- _EXERCISE DETAILS_:
Tally the lines in the entries below that contain the string "woman", and give only the number.

- _SOURCE MATERIAL_:

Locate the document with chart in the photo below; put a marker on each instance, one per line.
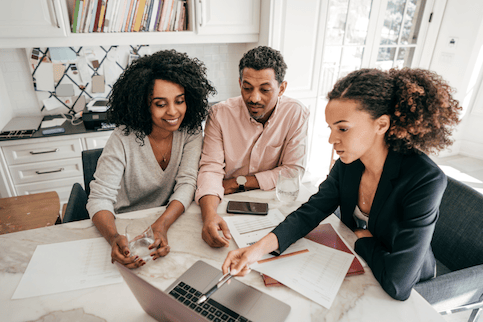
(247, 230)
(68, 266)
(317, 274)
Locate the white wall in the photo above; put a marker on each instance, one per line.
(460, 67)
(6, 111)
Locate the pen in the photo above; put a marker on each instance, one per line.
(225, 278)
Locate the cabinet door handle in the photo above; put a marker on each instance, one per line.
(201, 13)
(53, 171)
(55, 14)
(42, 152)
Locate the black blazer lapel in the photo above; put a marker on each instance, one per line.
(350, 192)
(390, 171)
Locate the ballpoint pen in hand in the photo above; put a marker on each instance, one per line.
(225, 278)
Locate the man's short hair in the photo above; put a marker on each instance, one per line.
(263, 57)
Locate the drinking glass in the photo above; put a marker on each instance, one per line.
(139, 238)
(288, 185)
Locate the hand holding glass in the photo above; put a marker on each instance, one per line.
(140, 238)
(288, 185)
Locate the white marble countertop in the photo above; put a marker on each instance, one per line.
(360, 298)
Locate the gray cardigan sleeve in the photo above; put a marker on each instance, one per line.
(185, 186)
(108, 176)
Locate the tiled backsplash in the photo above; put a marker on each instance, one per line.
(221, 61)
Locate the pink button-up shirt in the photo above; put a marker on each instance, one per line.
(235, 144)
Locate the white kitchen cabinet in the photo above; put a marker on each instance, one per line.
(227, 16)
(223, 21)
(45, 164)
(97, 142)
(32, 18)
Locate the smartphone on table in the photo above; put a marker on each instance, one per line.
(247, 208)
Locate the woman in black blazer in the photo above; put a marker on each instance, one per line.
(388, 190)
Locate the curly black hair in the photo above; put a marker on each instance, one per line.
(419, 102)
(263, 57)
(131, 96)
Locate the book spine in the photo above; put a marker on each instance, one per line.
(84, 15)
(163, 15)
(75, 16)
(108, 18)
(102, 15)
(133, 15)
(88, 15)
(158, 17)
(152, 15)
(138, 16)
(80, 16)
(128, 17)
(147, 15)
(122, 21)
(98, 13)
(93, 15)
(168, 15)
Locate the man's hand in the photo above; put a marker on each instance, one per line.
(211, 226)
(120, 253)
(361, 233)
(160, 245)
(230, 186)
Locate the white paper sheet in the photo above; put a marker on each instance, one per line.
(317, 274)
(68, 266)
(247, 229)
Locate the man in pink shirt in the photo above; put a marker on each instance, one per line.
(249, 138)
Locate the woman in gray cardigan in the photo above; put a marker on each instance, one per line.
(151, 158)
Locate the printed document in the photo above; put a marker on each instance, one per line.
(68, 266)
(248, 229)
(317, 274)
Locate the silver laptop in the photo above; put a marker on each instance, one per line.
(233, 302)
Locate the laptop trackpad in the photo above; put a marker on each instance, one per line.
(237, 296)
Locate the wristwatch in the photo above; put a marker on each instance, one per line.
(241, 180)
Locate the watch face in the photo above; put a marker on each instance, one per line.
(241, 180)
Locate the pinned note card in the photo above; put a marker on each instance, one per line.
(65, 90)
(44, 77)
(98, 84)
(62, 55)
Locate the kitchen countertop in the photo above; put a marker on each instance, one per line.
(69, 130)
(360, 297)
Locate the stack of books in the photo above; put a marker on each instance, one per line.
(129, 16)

---

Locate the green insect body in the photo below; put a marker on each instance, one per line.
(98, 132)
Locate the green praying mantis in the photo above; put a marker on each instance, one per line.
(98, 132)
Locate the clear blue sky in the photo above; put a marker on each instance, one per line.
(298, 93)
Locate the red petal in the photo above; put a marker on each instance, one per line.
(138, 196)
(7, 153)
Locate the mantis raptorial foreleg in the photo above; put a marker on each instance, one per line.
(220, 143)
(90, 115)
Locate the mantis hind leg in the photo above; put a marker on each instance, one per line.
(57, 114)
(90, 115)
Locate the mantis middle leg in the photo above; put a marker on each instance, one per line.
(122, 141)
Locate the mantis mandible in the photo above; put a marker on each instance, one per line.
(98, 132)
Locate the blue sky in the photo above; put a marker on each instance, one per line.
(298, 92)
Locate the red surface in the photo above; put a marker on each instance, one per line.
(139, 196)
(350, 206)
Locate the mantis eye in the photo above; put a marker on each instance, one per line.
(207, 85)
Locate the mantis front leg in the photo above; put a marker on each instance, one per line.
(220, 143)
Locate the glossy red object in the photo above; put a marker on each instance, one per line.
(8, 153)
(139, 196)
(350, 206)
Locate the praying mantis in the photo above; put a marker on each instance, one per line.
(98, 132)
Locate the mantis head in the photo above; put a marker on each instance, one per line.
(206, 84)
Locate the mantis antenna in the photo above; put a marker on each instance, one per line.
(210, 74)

==

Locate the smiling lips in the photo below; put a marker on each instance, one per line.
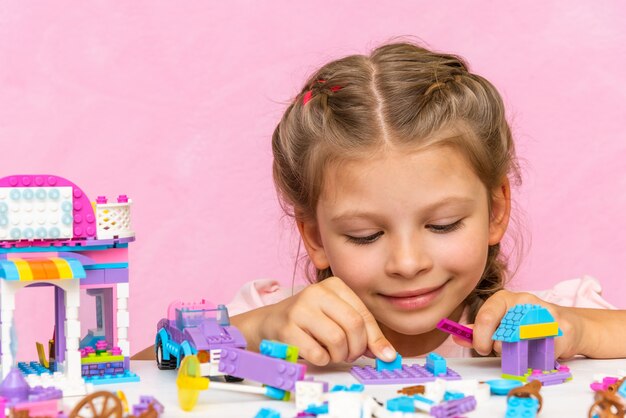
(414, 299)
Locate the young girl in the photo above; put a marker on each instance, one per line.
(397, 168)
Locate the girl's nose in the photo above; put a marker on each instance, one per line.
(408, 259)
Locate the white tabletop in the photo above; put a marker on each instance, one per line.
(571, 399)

- _FULL RESPONSE_:
2